**REQUIRED TASKS**
#1 In the article on the proposed tourist health levy, why does SZV say that having it administer the added insurance would benefit it? Answer in one to three sentences.
#2 Do these statements agree with the article on the proposed tourist health levy? For each, answer yes or no and quote the deciding words. (a) Tourists would pay the levy once per year. (b) Tourists on St. Maarten are not currently required to have health insurance. (c) The draft law gives SZV the job of administering the additional insurance.
#3 Return the part of the article on the proposed tourist health levy between "The draft law" and "questions from StMaartenNews.com.", inclusive.

[[ EXTRACT PROVIDED open ]]

Published On: Mon, Jan 17th, 2022

MP Brison’s initiative law proposes a $30 health levy to tourists

PHILIPSBURG — Visiting tourists will be charged with a health levy of $30 every time they visit St. Maarten if an initiative law proposed by Member of Parliament Rolando Brison (UP) becomes a reality.

Brison announced his initiative in a press release last week, explaining that his National Ordinance Tourism Health Levy would add a mandatory basic accident insurance to the already existing requirement that tourists have health insurance.

The draft law leaves administering this additional insurance to Social and Health Insurances SZV. “This will allow us to withhold part of the collected levy from the debt government owes to SZV,” SZV’s manager corporate communications spokeswoman Charonne Holder stated in answer to questions from StMaartenNews.com.

Holder points out that SZV is responsible for social and health insurances on St. Maarten and that the legislation proposed by MP Brison would entitle it to provide and execute the tourism health levy.

SZV also notes that financial supervisor Cft stated in its second quarterly report of 2021 that “the government must find new creative solutions to ensure the continued existence of the SZV-funds,” Holder stated that the initiative law is “an example of these types of solutions.”

[[ EXTRACT PROVIDED closed ]]
[[ SUPPLIED DATA open ]]

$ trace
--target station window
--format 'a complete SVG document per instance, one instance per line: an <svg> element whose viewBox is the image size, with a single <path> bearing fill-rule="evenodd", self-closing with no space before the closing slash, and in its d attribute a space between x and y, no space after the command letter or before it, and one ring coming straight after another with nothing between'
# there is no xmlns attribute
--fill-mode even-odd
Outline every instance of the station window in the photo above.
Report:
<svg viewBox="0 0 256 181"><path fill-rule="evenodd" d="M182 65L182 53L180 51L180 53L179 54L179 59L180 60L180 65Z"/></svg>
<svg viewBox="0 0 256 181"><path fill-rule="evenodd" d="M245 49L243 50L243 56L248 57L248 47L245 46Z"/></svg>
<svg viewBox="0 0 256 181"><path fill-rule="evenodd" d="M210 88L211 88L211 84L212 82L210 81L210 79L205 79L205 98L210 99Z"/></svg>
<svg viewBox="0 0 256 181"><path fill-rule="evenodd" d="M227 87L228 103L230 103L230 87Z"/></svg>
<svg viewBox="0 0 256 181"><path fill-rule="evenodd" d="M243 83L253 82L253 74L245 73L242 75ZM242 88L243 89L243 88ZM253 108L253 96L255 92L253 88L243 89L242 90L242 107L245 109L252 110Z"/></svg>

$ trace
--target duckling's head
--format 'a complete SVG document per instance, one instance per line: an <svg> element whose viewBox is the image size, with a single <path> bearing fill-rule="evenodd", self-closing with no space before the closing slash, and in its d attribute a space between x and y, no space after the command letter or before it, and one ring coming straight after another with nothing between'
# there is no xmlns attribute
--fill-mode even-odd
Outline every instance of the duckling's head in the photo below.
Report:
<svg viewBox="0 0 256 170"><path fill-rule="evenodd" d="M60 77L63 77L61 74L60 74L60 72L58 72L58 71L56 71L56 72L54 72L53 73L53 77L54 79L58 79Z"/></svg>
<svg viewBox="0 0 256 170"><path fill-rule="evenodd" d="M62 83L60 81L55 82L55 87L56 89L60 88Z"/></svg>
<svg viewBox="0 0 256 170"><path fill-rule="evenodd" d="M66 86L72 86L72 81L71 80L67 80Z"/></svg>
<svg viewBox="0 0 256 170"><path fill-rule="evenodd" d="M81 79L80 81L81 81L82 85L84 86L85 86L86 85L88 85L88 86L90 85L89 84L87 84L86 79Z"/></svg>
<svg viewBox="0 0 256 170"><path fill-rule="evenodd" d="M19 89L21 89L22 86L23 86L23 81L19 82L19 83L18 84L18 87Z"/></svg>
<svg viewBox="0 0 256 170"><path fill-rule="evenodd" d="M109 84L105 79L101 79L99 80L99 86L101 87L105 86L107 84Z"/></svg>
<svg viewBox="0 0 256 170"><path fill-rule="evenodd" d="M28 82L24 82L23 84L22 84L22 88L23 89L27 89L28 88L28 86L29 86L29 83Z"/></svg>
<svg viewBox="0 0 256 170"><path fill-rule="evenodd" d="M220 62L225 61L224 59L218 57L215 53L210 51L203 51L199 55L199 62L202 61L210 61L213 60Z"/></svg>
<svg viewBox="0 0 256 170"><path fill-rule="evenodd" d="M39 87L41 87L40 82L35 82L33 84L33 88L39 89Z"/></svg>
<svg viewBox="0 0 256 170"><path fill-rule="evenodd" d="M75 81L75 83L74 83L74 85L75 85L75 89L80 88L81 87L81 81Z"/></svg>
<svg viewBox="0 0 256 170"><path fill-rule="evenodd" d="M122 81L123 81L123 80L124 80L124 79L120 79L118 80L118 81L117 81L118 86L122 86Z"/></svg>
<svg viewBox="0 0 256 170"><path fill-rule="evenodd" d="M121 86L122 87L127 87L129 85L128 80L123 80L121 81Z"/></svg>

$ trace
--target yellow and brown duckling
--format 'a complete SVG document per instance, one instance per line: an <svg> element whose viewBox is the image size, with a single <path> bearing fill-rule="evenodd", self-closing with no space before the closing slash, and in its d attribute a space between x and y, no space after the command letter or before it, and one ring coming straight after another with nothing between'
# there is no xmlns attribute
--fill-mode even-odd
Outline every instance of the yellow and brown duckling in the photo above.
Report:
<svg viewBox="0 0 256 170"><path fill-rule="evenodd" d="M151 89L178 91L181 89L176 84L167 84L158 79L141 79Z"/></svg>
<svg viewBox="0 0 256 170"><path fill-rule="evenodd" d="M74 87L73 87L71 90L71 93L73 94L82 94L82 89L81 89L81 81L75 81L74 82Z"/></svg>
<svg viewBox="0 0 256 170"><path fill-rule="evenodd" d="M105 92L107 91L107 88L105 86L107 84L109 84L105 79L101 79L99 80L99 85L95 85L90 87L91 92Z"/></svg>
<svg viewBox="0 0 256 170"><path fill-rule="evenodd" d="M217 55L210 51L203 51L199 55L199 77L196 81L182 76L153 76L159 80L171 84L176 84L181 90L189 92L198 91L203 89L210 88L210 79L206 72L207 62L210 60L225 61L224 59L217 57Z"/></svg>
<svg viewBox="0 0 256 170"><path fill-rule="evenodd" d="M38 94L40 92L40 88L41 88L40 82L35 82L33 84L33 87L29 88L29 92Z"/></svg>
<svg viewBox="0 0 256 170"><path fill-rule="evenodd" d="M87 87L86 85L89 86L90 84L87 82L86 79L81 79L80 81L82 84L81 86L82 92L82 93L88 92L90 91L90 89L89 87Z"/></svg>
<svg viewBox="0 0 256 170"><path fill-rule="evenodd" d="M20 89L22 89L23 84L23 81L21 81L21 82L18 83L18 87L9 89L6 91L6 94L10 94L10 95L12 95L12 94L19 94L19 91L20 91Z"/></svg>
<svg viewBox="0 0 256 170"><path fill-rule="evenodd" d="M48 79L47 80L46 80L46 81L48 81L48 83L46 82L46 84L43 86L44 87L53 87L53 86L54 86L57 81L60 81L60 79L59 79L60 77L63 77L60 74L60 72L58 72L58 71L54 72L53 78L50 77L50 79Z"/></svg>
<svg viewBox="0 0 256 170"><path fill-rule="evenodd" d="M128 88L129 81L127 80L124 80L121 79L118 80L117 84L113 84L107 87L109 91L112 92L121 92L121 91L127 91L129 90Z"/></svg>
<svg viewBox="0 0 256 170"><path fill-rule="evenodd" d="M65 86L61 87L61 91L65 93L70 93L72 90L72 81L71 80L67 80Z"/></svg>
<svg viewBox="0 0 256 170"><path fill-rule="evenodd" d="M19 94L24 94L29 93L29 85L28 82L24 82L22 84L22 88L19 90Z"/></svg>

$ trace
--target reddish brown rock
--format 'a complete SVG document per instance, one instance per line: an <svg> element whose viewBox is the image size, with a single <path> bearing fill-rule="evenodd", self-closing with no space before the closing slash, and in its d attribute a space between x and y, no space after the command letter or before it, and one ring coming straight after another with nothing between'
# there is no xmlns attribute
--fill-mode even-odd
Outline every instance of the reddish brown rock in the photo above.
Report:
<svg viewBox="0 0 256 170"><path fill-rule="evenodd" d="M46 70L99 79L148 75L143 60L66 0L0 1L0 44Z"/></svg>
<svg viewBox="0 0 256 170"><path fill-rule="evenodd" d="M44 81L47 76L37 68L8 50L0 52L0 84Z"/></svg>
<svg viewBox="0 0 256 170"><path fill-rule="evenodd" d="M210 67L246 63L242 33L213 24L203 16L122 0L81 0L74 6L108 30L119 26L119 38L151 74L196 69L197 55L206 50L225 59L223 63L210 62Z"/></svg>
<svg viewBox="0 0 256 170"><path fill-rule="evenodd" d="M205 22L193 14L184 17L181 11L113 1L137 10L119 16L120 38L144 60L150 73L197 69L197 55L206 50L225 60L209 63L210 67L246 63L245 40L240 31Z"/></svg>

[[ SUPPLIED DATA closed ]]

**RESPONSE LIST**
#1 SZV says that administering the levy would let it withhold part of the collected money from the debt the government owes it. This fits the Cft's call for the government to find creative solutions to keep the SZV funds in existence.

#2
(a) No: "every time they visit St. Maarten"
(b) No: "the already existing requirement that tourists have health insurance"
(c) Yes: "The draft law leaves administering this additional insurance to Social and Health Insurances SZV."

#3
The draft law leaves administering this additional insurance to Social and Health Insurances SZV. “This will allow us to withhold part of the collected levy from the debt government owes to SZV,” SZV’s manager corporate communications spokeswoman Charonne Holder stated in answer to questions from StMaartenNews.com.